** Opening INFORMATION GIVEN block **

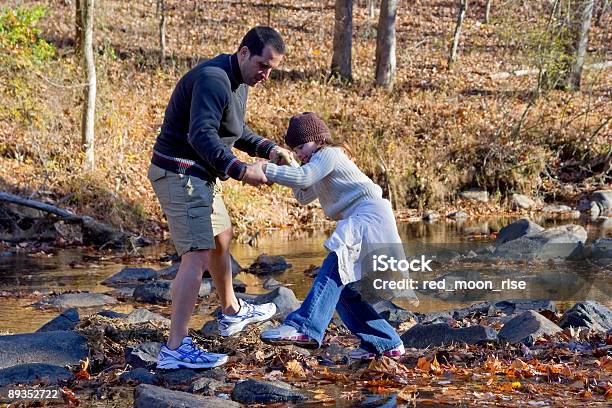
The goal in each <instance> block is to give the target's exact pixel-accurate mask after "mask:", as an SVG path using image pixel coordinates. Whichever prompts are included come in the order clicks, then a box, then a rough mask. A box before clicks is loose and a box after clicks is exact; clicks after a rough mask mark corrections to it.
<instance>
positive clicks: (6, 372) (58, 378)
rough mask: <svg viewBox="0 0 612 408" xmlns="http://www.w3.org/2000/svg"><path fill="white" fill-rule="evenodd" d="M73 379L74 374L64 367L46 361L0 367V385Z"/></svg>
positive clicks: (71, 379)
mask: <svg viewBox="0 0 612 408" xmlns="http://www.w3.org/2000/svg"><path fill="white" fill-rule="evenodd" d="M73 379H74V375H72V373H71V372H70V371H69V370H67V369H66V368H64V367H60V366H57V365H52V364H47V363H27V364H19V365H16V366H12V367H8V368H2V369H0V387H4V386H5V385H13V384H14V385H17V384H23V385H33V384H40V383H43V384H58V383H62V382H67V381H72V380H73Z"/></svg>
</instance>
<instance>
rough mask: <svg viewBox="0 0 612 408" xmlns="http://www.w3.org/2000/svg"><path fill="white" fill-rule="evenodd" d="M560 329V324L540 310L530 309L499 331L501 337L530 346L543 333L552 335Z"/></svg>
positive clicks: (534, 341)
mask: <svg viewBox="0 0 612 408" xmlns="http://www.w3.org/2000/svg"><path fill="white" fill-rule="evenodd" d="M560 331H561V328H560V327H559V326H557V325H556V324H554V323H553V322H551V321H550V320H548V319H547V318H545V317H544V316H542V315H541V314H539V313H538V312H536V311H533V310H528V311H526V312H524V313H522V314H520V315H518V316H516V317H515V318H513V319H512V320H510V321H509V322H508V323H506V324H505V325H504V326H503V327H502V329H501V330H500V332H499V339H500V340H505V341H508V342H510V343H524V344H526V345H528V346H529V345H532V344H533V343H534V342H535V341H536V340H537V338H538V337H540V336H541V335H543V334H547V335H551V334H555V333H558V332H560Z"/></svg>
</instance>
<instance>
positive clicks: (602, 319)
mask: <svg viewBox="0 0 612 408" xmlns="http://www.w3.org/2000/svg"><path fill="white" fill-rule="evenodd" d="M559 326H561V327H562V328H566V327H570V326H573V327H588V328H589V329H592V330H594V331H598V332H606V331H608V330H610V329H612V311H610V309H608V308H607V307H605V306H604V305H602V304H601V303H599V302H596V301H594V300H587V301H585V302H578V303H576V304H575V305H574V306H573V307H572V308H571V309H569V310H568V311H567V312H565V313H564V314H563V316H562V317H561V320H559Z"/></svg>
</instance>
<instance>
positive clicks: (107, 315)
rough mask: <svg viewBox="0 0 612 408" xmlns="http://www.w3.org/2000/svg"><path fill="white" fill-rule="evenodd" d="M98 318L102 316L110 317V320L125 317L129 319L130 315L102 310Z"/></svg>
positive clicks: (99, 313)
mask: <svg viewBox="0 0 612 408" xmlns="http://www.w3.org/2000/svg"><path fill="white" fill-rule="evenodd" d="M97 315H98V316H102V317H108V318H110V319H123V318H124V317H127V316H128V315H126V314H125V313H119V312H115V311H114V310H106V309H104V310H100V311H99V312H98V313H97Z"/></svg>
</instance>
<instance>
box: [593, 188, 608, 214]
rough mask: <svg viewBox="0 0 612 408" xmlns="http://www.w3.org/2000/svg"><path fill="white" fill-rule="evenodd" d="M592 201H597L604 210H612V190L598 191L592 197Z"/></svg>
mask: <svg viewBox="0 0 612 408" xmlns="http://www.w3.org/2000/svg"><path fill="white" fill-rule="evenodd" d="M591 200H593V201H595V202H596V203H597V205H598V206H599V207H600V208H601V209H602V210H606V209H608V208H612V190H597V191H595V192H594V193H593V195H592V196H591Z"/></svg>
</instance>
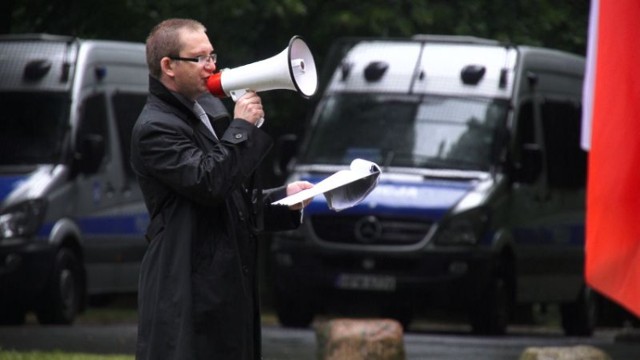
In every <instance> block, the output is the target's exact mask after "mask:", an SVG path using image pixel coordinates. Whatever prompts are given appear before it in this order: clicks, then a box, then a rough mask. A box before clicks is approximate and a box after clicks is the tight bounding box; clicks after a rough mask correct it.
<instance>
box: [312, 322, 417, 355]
mask: <svg viewBox="0 0 640 360" xmlns="http://www.w3.org/2000/svg"><path fill="white" fill-rule="evenodd" d="M316 339H317V343H318V359H320V360H365V359H366V360H404V359H405V350H404V339H403V331H402V326H401V325H400V323H399V322H397V321H395V320H391V319H333V320H328V321H326V322H324V323H320V324H319V325H318V326H317V327H316Z"/></svg>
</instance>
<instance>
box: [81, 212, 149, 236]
mask: <svg viewBox="0 0 640 360" xmlns="http://www.w3.org/2000/svg"><path fill="white" fill-rule="evenodd" d="M77 223H78V226H79V227H80V230H81V231H82V232H83V234H85V235H141V236H142V235H143V234H144V232H145V231H146V229H147V225H148V224H149V215H148V214H146V213H144V214H142V213H141V214H130V215H119V216H101V217H86V218H79V219H77Z"/></svg>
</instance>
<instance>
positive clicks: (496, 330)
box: [469, 277, 511, 335]
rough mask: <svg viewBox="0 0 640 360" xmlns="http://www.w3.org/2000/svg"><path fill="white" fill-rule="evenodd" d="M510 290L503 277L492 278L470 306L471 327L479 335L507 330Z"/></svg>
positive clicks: (504, 331) (487, 333)
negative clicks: (484, 288)
mask: <svg viewBox="0 0 640 360" xmlns="http://www.w3.org/2000/svg"><path fill="white" fill-rule="evenodd" d="M510 303H511V298H510V291H509V286H508V284H507V281H506V280H505V279H503V278H502V277H496V278H494V279H491V280H490V282H489V284H488V286H486V287H485V289H483V290H482V291H481V292H480V296H479V297H478V298H476V302H475V303H474V304H472V305H471V307H470V314H469V319H470V323H471V329H472V331H473V332H474V333H476V334H479V335H503V334H504V333H505V332H506V331H507V326H508V323H509V311H510Z"/></svg>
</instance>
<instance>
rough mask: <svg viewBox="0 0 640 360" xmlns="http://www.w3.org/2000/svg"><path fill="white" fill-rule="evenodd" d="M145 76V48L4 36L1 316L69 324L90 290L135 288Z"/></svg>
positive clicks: (145, 99)
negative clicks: (131, 135) (133, 142)
mask: <svg viewBox="0 0 640 360" xmlns="http://www.w3.org/2000/svg"><path fill="white" fill-rule="evenodd" d="M147 76H148V70H147V66H146V62H145V48H144V44H137V43H126V42H115V41H97V40H83V39H78V38H75V37H66V36H55V35H45V34H33V35H4V36H1V37H0V79H2V80H0V109H2V115H0V294H2V295H0V323H4V324H20V323H23V322H24V321H25V314H26V313H27V312H28V311H32V310H33V311H35V313H36V315H37V319H38V320H39V322H40V323H46V324H68V323H71V322H73V320H74V318H75V317H76V315H77V314H78V313H79V312H80V311H82V310H83V309H84V306H85V304H86V301H87V298H88V296H93V295H101V294H113V293H128V292H135V291H136V290H137V277H138V267H139V263H140V261H141V259H142V256H143V254H144V251H145V245H146V244H145V242H144V238H143V233H144V229H145V227H146V224H147V223H148V216H147V213H146V209H145V207H144V202H143V199H142V194H141V192H140V189H139V187H138V184H137V182H136V179H135V176H134V174H133V172H132V170H131V168H130V167H129V151H130V150H129V148H130V145H129V144H130V133H131V128H132V126H133V123H134V122H135V120H136V118H137V116H138V114H139V113H140V111H141V109H142V107H143V105H144V103H145V100H146V94H147V91H148V88H147V83H148V79H147Z"/></svg>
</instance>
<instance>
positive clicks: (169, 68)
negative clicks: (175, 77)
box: [160, 56, 175, 78]
mask: <svg viewBox="0 0 640 360" xmlns="http://www.w3.org/2000/svg"><path fill="white" fill-rule="evenodd" d="M174 64H175V63H174V62H173V61H171V59H169V58H168V57H166V56H165V57H163V58H162V60H160V68H161V69H162V73H163V74H165V75H166V76H168V77H170V78H173V77H174V76H175V72H174V71H173V66H174Z"/></svg>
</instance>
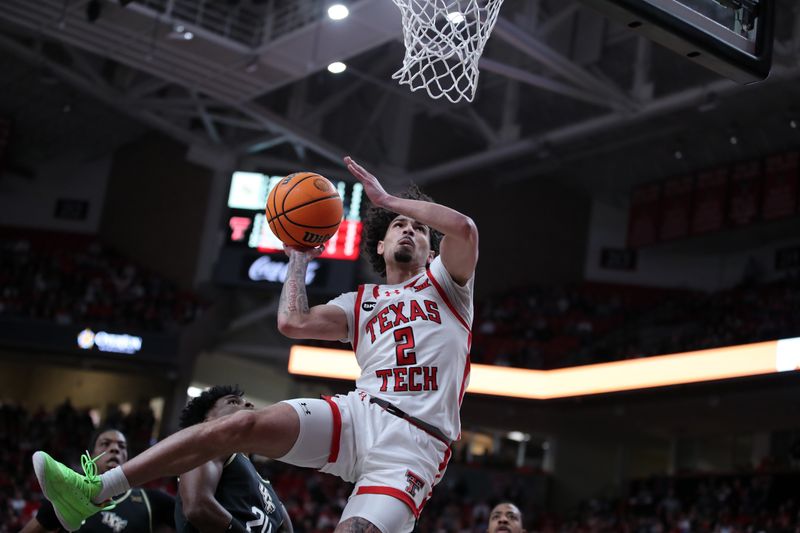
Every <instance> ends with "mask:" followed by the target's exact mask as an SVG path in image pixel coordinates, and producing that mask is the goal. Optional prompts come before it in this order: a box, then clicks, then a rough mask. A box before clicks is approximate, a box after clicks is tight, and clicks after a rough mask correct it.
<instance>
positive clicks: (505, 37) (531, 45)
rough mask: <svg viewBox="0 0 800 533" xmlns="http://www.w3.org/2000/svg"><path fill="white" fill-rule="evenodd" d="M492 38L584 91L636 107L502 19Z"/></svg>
mask: <svg viewBox="0 0 800 533" xmlns="http://www.w3.org/2000/svg"><path fill="white" fill-rule="evenodd" d="M492 35H493V36H495V37H497V38H499V39H501V40H503V41H505V42H506V43H508V44H509V45H511V46H513V47H514V48H516V49H517V50H519V51H521V52H523V53H524V54H526V55H527V56H528V57H530V58H531V59H534V60H536V61H537V62H539V63H540V64H541V65H542V66H544V67H545V68H547V69H548V70H550V71H551V72H553V73H555V74H558V75H559V76H561V77H563V78H564V79H566V80H569V81H570V82H572V83H574V84H576V85H578V86H579V87H581V88H583V89H584V90H586V91H589V92H595V93H598V94H599V95H601V96H605V97H606V98H608V99H611V100H614V101H615V102H616V103H617V104H619V105H621V106H623V107H626V108H628V109H635V108H636V103H635V102H634V101H633V100H632V99H631V98H630V97H629V96H628V95H626V94H625V93H624V92H623V91H622V90H620V89H619V88H617V87H614V86H613V85H611V84H609V83H607V82H606V81H604V80H602V79H600V78H598V77H597V76H595V75H593V74H591V73H590V72H588V71H587V70H585V69H584V68H583V67H581V66H580V65H577V64H575V63H574V62H572V61H571V60H570V59H569V58H567V57H565V56H563V55H561V54H560V53H558V52H556V51H555V50H553V49H552V48H550V47H549V46H547V45H546V44H545V43H543V42H542V41H540V40H538V39H536V38H535V37H532V36H531V35H530V34H528V33H526V32H525V31H524V30H522V29H521V28H519V27H517V26H516V25H514V24H513V23H511V22H509V21H507V20H505V19H504V18H503V17H498V19H497V24H496V25H495V27H494V31H493V33H492Z"/></svg>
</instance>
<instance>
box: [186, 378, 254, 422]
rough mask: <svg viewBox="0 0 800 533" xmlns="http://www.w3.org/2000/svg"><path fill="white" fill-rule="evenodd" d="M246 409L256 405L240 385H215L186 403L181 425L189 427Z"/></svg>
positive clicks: (251, 408) (252, 408)
mask: <svg viewBox="0 0 800 533" xmlns="http://www.w3.org/2000/svg"><path fill="white" fill-rule="evenodd" d="M245 409H247V410H253V409H255V406H254V405H253V404H252V403H250V402H248V401H247V400H245V399H244V391H243V390H241V389H240V388H239V386H238V385H215V386H213V387H211V388H209V389H206V390H204V391H203V392H202V393H201V394H200V396H197V397H196V398H192V399H191V400H190V401H189V403H187V404H186V407H184V408H183V411H181V420H180V426H181V428H187V427H189V426H193V425H195V424H199V423H201V422H205V421H206V420H213V419H215V418H219V417H221V416H225V415H230V414H233V413H235V412H237V411H242V410H245Z"/></svg>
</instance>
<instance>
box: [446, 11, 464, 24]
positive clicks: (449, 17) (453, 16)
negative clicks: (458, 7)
mask: <svg viewBox="0 0 800 533" xmlns="http://www.w3.org/2000/svg"><path fill="white" fill-rule="evenodd" d="M447 20H449V21H450V22H452V23H453V24H461V23H462V22H464V15H463V13H461V12H460V11H451V12H450V13H448V14H447Z"/></svg>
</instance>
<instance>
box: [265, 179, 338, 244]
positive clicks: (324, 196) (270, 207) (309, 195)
mask: <svg viewBox="0 0 800 533" xmlns="http://www.w3.org/2000/svg"><path fill="white" fill-rule="evenodd" d="M343 212H344V209H343V206H342V199H341V198H340V197H339V193H338V192H336V187H334V186H333V183H331V182H330V181H328V180H327V179H325V178H323V177H322V176H320V175H319V174H315V173H313V172H296V173H294V174H289V175H288V176H286V177H285V178H283V179H282V180H281V181H280V183H278V184H277V185H276V186H275V187H273V188H272V190H271V191H270V193H269V196H268V197H267V222H268V223H269V229H271V230H272V233H274V234H275V236H276V237H278V238H279V239H280V240H281V242H283V243H284V244H287V245H289V246H304V247H308V248H313V247H316V246H320V245H321V244H324V243H325V242H326V241H327V240H328V239H330V238H331V237H333V234H334V233H336V230H337V229H338V228H339V224H340V223H341V222H342V213H343Z"/></svg>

** Closing INFORMATION GIVEN block **

WHAT TO DO
Write out only the lines that run from the line containing "positive clicks: (251, 408) (252, 408)" through the line containing "box: [446, 11, 464, 24]", both included, exactly as they appear above.

RESULT OF THIS EXERCISE
positive clicks: (251, 408) (252, 408)
mask: <svg viewBox="0 0 800 533" xmlns="http://www.w3.org/2000/svg"><path fill="white" fill-rule="evenodd" d="M245 409H247V410H253V409H255V406H254V405H253V404H252V403H250V402H248V401H247V400H245V399H244V391H243V390H241V389H240V388H239V386H238V385H215V386H213V387H211V388H209V389H206V390H204V391H203V392H202V393H201V394H200V396H197V397H196V398H192V399H191V400H190V401H189V403H187V404H186V407H184V408H183V411H181V420H180V426H181V428H187V427H189V426H193V425H195V424H199V423H201V422H205V421H206V420H213V419H215V418H219V417H221V416H225V415H230V414H233V413H235V412H237V411H242V410H245Z"/></svg>
</instance>
<instance>
box: [446, 11, 464, 24]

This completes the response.